**Given problem 1:**
Collect every line of the records below that contains the string "moss", matching case exactly.

**Document passage:**
--- --- ---

To understand the state of modern technology, one must first understand its central heresy of materialism. This heresy insists all that matters (or even, is) is the material realm we can experience with our five senses. Though it is true that many throughout the ages have persisted in denial of the divine, it is only in modern society that it is the expectation, rather than the exception.
Since our modern society is so materialist, it sees anything “spiritual” as otherworldly, unconnected from our day-to-day. Indeed the modern conception of “freedom of religion” as mere “freedom of formalized, liturgical worship” prohibits spirituality from having any meaningful say on the lives of its adherents, since it is not permitted to overflow into our daily lives. The Spirit is always present, though. And of course,
the Word was made flesh, and dwelt among us.
Not only does materialism deny divine order (the logos), but such a worldview leads to the notion that individuals exist as atomic, lacking any sort of traditional roots giving them values on which to stand. Instead of genuine progress, we have confusion on the most basic principles because we insist on constant reinvention. This is not based in charity and humility towards our forefathers, but rather in a presumption that what we know now is the best. One needs only a cursory glance at history to realize that true wisdom is hard to come by, so to expect it at the cutting edge is folly.
Even a number of enlightenment thinkers, such as the influential John Locke, understood this. One cannot read the works of Locke without still seeing a great deal of ancient wisdom (which he saw as so evident as to call it ‘natural law’) that hadn't yet shaken off. Indeed many regard him to be quite inconsistent because of this, and consistency is key within an enlightened, rational thinker's framework.
The men who conceived the idea that “morality is bunk” did so with a mind well-stocked with moral ideas. But the minds of the third and fourth generations are no longer well-stocked with such ideas: they are well-stocked with ideas conceived in the nineteenth century, namely, that “morality is bunk,” that everything that appears to be “higher” is really nothing but something quite mean and vulgar.
(Small is Beautiful p. 68, E.F. Schumacher 1973)
We know from experience at this point that ever-increasing material well-being does not give us ever-increasing happiness.
Longitudinal evidence reveals that people don't get happier as they go from a modest income to affluence.
(Coming Apart p. 265, Charles Murray 2012)
Hedonism does not work; human happiness is not dictated by how many amusements we have. If it were, doubtless, these would be the happiest times, and developed nations would be markedly happier than undeveloped ones. However, the real sickness is a lack of spirituality, a lack of real connection to things created and uncreated. And this makes sense, as we are told over and over again that God’s created world in Eden was good. Eden wasn’t good because Adam had a jet plane to cross the Atlantic in a few hours- it was good because his relationship towards the created world was ordered.

--- --- ---

**Given problem 2:**
Carry on the essay on materialism from the point where it stops.

--- --- ---

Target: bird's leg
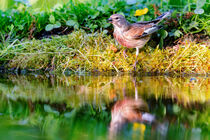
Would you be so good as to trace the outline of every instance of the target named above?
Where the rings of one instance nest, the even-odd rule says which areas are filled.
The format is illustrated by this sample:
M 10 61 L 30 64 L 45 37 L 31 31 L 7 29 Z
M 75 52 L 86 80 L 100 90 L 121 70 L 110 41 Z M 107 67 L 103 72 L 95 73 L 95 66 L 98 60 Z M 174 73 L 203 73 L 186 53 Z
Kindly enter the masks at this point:
M 136 71 L 136 64 L 137 64 L 137 62 L 138 62 L 138 60 L 137 60 L 138 55 L 139 55 L 139 48 L 136 48 L 136 60 L 135 60 L 135 63 L 134 63 L 134 65 L 133 65 L 135 71 Z
M 128 57 L 128 55 L 126 54 L 127 48 L 123 51 L 123 56 L 126 59 L 126 57 Z

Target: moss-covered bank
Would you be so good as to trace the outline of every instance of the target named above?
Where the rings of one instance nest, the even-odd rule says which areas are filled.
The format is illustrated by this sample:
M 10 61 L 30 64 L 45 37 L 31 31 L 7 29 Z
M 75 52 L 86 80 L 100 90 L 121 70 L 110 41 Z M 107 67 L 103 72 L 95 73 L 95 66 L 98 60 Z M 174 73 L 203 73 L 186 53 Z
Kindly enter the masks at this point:
M 103 33 L 75 31 L 52 39 L 1 44 L 0 63 L 6 68 L 52 71 L 128 72 L 133 71 L 135 49 L 127 51 L 114 45 L 114 39 Z M 186 42 L 184 45 L 155 49 L 146 46 L 138 57 L 138 72 L 198 73 L 210 72 L 208 45 Z

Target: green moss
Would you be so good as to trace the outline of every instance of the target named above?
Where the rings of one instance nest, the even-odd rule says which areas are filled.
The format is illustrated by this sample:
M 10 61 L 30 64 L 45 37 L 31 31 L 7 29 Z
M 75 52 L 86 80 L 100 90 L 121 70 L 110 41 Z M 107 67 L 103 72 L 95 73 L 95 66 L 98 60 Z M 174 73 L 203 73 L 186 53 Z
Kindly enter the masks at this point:
M 17 41 L 18 42 L 18 41 Z M 3 60 L 8 68 L 50 69 L 54 71 L 133 71 L 135 49 L 127 51 L 114 45 L 114 39 L 103 33 L 87 34 L 83 30 L 52 39 L 14 43 L 13 49 L 4 46 Z M 176 45 L 173 48 L 153 49 L 146 46 L 138 57 L 138 72 L 173 72 L 206 74 L 210 70 L 209 46 L 195 44 Z

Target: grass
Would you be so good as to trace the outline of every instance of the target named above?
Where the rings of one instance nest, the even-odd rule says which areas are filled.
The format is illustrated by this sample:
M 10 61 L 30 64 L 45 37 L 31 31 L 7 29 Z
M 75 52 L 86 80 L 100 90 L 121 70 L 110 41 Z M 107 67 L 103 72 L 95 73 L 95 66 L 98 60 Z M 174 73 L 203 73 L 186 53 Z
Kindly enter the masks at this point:
M 1 63 L 7 68 L 73 72 L 133 71 L 135 50 L 115 45 L 104 33 L 88 34 L 83 30 L 66 36 L 43 40 L 16 40 L 2 45 Z M 7 63 L 5 63 L 5 60 Z M 173 48 L 153 49 L 147 45 L 138 57 L 137 72 L 198 73 L 210 71 L 210 51 L 205 44 L 185 42 Z
M 42 3 L 39 5 L 49 6 L 45 2 L 39 2 Z M 149 9 L 146 15 L 134 16 L 137 9 L 145 7 Z M 188 8 L 186 9 L 186 7 Z M 170 39 L 178 38 L 186 33 L 204 32 L 209 35 L 208 7 L 208 2 L 198 5 L 195 0 L 188 2 L 179 0 L 176 3 L 172 0 L 152 2 L 143 0 L 131 5 L 127 4 L 125 0 L 89 0 L 84 2 L 70 0 L 60 8 L 49 10 L 48 7 L 47 12 L 37 12 L 33 9 L 33 5 L 27 7 L 26 4 L 18 2 L 13 9 L 0 10 L 0 42 L 40 38 L 48 34 L 66 34 L 78 29 L 85 29 L 89 33 L 99 30 L 111 32 L 112 27 L 106 19 L 114 13 L 124 14 L 128 21 L 137 22 L 152 20 L 160 13 L 169 10 L 174 10 L 172 21 L 165 25 Z M 202 9 L 204 13 L 196 13 L 195 9 Z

--- --- ---

**Exercise answer 1:**
Target: moss-covered bank
Target: green moss

**Exercise answer 2:**
Many philosophers over the past few centuries have felt this disorder and tried to grapple with it - Marxists love to talk about alienation. But perhaps none have articulated the real truth as well Pope John Paul II:
Economic freedom is only one element of human freedom. When it becomes autonomous, when man is seen more as a producer or consumer of goods than as a subject who produces and consumes in order to live, then economic freedom loses its necessary relationship to the human person and ends up by alienating and oppressing him.
This happens in consumerism, when people are ensnared in a web of false and superficial gratifications rather than being helped to experience their personhood in an authentic and concrete way. Alienation is found also in work, when it is organized so as to ensure maximum returns and profits with no concern whether the worker, through his own labour, grows or diminishes as a person, either through increased sharing in a genuinely supportive community or through increased isolation in a maze of relationships marked by destructive competitiveness and estrangement, in which he is considered only a means and not an end.
The concept of alienation needs to be led back to the Christian vision of reality, by recognizing in alienation a reversal of means and ends. When man does not recognize in himself and in others the value and grandeur of the human person, he effectively deprives himself of the possibility of benefiting from his humanity and of entering into that relationship of solidarity and communion with others for which God created him. Indeed, it is through the free gift of self that man truly finds himself. This gift is made possible by the human person's essential “capacity for transcendence”. Man cannot give himself to a purely human plan for reality, to an abstract ideal or to a false utopia. As a person, he can give himself to another person or to other persons, and ultimately to God, who is the author of his being and who alone can fully accept his gift. A man is alienated if he refuses to transcend himself and to live the experience of self-giving and of the formation of an authentic human community oriented towards his final destiny, which is God. A society is alienated if its forms of social organization, production and consumption make it more difficult to offer this gift of self and to establish this solidarity between people.
(Centessimus Annus 39-41, Pope John Paul II 1991)
There’s a lot to unpack here regarding our productive behaviors. Man was created for relationship, and the purpose of our labors is to better engage in relationship. It is precisely this capacity for relationship with God that sets man apart, and is the reason he has such things as free will. Man was not created with an end of enjoying material pleasures; these improvements in “quality of life” are good and ordered insofar as they help him to relate better towards others and God. The commandments, the virtues, the beatitudes… all of these moral attributes deal with how we relate to God and man.
From contemplation of this divine Model [of Jesus Christ], it is more easy to understand that the true worth and nobility of man lie in his moral qualities, that is, in virtue.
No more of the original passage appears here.